__RECORD SET__.

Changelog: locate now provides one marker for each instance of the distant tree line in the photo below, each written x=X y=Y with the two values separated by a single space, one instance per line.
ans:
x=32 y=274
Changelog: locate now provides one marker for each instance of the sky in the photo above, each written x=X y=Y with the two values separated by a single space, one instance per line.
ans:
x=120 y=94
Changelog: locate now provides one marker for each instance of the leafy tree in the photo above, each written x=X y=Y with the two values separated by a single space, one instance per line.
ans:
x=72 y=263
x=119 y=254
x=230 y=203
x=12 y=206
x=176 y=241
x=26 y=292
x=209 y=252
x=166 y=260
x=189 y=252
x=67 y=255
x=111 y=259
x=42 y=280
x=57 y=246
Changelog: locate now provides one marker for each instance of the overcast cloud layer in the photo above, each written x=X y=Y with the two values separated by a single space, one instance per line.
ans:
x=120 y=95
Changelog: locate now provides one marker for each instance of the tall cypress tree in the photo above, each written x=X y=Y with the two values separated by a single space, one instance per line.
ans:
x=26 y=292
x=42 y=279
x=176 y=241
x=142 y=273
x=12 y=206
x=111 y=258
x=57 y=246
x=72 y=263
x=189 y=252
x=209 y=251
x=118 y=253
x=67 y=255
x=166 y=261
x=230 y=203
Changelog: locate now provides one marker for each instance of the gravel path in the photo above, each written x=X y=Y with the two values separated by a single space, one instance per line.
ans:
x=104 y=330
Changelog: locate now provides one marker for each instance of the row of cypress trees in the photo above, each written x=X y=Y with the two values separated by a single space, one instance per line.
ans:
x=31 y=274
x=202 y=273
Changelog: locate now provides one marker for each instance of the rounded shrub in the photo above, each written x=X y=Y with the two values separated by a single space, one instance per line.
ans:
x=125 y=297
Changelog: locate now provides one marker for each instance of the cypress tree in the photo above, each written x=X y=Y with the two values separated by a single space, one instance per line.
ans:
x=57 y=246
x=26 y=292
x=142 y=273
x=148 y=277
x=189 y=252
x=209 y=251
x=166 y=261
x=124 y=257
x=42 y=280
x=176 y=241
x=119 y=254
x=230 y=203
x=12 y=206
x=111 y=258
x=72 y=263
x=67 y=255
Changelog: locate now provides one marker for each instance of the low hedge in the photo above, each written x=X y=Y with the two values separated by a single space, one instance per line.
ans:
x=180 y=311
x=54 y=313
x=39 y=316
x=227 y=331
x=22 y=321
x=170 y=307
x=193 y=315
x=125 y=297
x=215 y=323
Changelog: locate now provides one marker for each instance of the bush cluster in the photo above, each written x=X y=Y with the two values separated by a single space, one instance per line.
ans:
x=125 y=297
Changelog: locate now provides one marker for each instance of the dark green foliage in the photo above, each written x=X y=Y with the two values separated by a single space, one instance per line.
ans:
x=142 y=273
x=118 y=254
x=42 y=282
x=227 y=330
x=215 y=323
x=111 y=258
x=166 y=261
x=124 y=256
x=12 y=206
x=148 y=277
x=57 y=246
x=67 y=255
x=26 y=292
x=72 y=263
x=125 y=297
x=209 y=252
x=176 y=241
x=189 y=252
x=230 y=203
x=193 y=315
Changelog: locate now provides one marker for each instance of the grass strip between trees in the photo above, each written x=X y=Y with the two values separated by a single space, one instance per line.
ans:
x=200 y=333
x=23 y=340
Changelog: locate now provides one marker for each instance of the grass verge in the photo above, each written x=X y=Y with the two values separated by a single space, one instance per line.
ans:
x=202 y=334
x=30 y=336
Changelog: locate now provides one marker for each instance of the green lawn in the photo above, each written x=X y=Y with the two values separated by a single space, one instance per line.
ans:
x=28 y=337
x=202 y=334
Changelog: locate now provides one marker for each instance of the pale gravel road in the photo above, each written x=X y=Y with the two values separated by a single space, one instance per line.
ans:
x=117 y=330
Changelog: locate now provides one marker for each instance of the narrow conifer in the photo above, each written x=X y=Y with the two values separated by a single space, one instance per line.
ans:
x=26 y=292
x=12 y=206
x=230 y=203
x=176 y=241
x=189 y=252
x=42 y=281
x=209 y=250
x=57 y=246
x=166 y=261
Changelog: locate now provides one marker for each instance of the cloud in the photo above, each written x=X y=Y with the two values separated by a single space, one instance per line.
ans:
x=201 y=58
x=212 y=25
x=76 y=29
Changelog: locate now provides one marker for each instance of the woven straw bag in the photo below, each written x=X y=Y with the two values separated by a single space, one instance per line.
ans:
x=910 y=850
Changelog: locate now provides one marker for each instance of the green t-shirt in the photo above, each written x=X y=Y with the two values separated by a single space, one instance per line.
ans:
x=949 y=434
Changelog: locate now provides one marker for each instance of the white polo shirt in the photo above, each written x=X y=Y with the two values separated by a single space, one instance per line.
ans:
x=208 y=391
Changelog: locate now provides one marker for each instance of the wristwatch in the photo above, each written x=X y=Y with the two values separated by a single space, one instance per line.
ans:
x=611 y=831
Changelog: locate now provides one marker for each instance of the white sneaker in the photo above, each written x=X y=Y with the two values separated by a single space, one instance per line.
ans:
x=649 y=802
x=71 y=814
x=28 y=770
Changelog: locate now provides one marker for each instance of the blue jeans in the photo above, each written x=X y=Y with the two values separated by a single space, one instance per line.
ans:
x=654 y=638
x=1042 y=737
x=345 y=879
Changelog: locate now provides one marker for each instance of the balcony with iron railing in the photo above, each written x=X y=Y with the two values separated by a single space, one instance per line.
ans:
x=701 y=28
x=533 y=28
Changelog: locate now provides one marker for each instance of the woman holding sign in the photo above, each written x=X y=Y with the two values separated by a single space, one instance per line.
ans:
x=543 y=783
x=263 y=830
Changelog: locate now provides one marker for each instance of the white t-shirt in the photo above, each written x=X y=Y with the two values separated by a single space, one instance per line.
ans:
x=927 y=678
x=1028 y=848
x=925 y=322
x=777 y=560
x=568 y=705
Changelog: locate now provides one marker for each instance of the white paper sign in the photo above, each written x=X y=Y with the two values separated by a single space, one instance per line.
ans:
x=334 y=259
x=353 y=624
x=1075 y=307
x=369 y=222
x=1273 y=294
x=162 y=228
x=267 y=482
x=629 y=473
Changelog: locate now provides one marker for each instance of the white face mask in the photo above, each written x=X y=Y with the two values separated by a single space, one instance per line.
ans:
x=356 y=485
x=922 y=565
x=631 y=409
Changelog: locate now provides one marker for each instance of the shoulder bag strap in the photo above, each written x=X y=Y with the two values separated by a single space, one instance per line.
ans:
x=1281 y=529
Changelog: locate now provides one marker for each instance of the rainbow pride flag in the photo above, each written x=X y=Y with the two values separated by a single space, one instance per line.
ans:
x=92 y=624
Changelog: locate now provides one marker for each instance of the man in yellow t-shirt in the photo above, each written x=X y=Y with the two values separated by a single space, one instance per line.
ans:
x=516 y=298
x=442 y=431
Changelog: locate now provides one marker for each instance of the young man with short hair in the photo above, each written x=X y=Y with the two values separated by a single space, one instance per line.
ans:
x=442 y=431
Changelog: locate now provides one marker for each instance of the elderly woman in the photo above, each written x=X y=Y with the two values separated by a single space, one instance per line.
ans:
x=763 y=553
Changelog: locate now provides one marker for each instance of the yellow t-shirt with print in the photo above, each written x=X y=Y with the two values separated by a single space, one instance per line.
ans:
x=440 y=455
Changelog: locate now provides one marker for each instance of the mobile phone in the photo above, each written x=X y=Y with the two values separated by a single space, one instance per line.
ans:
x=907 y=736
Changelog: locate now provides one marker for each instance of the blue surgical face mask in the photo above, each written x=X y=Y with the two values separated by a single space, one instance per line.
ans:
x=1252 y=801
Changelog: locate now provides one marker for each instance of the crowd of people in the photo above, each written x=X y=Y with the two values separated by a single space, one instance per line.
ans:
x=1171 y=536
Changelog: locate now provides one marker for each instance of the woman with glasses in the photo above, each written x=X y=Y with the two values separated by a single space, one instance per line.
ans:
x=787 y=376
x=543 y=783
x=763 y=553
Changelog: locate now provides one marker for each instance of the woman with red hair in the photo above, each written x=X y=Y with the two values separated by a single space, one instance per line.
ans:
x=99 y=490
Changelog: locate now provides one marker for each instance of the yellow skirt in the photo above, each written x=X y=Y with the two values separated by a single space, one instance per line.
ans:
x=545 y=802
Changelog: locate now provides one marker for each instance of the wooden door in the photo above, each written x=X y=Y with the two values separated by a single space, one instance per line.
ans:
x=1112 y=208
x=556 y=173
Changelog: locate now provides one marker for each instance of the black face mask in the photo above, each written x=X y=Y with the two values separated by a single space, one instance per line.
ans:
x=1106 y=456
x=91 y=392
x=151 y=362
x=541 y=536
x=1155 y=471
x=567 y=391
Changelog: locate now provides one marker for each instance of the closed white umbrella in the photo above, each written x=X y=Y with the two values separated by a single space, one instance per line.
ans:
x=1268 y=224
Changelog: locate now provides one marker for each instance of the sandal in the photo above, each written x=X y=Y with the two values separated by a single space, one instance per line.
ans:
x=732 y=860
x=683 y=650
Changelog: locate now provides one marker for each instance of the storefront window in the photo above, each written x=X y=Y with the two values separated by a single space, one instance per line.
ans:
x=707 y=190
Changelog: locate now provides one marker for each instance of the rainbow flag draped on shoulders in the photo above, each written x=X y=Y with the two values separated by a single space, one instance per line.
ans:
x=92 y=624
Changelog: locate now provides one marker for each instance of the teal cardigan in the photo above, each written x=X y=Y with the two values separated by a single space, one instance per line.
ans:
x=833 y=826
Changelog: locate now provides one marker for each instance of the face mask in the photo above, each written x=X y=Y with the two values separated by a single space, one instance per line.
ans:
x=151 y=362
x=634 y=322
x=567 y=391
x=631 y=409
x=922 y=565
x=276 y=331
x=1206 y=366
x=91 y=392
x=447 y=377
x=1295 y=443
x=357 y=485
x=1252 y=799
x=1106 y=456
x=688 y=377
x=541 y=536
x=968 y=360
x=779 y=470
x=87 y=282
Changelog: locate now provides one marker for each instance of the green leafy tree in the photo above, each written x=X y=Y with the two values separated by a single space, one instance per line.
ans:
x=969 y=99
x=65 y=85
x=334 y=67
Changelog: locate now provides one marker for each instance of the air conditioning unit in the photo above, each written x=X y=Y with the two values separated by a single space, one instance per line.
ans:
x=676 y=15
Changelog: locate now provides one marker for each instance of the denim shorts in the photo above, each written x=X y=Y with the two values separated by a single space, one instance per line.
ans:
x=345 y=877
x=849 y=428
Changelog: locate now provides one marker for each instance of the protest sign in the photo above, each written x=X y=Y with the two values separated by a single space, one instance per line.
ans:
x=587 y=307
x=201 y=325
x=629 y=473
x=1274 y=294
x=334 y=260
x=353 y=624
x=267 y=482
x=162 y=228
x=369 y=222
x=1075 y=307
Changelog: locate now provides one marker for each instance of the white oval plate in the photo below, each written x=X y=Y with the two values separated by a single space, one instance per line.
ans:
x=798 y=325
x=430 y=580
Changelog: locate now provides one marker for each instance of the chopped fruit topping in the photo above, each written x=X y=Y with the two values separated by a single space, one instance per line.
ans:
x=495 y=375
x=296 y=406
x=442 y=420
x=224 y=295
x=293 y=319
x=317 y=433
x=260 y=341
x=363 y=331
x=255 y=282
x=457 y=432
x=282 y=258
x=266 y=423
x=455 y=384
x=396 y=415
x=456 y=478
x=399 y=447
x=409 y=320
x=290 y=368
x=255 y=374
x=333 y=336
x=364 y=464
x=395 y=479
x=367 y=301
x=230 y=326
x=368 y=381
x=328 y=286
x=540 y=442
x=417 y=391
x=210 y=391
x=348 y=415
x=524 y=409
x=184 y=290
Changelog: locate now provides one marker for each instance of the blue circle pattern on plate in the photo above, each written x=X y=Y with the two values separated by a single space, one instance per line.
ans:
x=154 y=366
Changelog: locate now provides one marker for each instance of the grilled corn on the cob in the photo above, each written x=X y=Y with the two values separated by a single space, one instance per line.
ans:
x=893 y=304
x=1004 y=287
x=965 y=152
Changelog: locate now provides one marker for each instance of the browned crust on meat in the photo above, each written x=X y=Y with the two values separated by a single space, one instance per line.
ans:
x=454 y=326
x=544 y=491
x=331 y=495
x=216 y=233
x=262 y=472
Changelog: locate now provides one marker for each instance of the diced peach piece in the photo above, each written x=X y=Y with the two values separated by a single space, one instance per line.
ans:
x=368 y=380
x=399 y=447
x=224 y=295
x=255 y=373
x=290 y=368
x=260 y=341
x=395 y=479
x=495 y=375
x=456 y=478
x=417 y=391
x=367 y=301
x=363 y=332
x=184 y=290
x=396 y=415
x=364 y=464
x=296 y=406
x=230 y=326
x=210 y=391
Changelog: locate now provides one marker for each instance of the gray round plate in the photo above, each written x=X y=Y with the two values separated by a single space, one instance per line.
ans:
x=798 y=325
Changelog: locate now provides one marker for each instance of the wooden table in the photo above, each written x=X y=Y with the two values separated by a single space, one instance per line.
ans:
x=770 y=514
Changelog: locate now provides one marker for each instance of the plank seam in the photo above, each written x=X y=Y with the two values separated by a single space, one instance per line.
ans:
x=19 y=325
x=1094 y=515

__PROBLEM__. For each line above that includes "grass", make a copy.

__ANSWER SECTION__.
Changelog: locate now provides one marker for each instance of the grass strip between trees in the photo above, each written x=X y=Y with the two values separated by a single space, one instance per line.
Changelog: locate now provides one marker for each instance of the grass verge in the photo above, each written x=X y=Y with the two values separated by a single space, one instance per line.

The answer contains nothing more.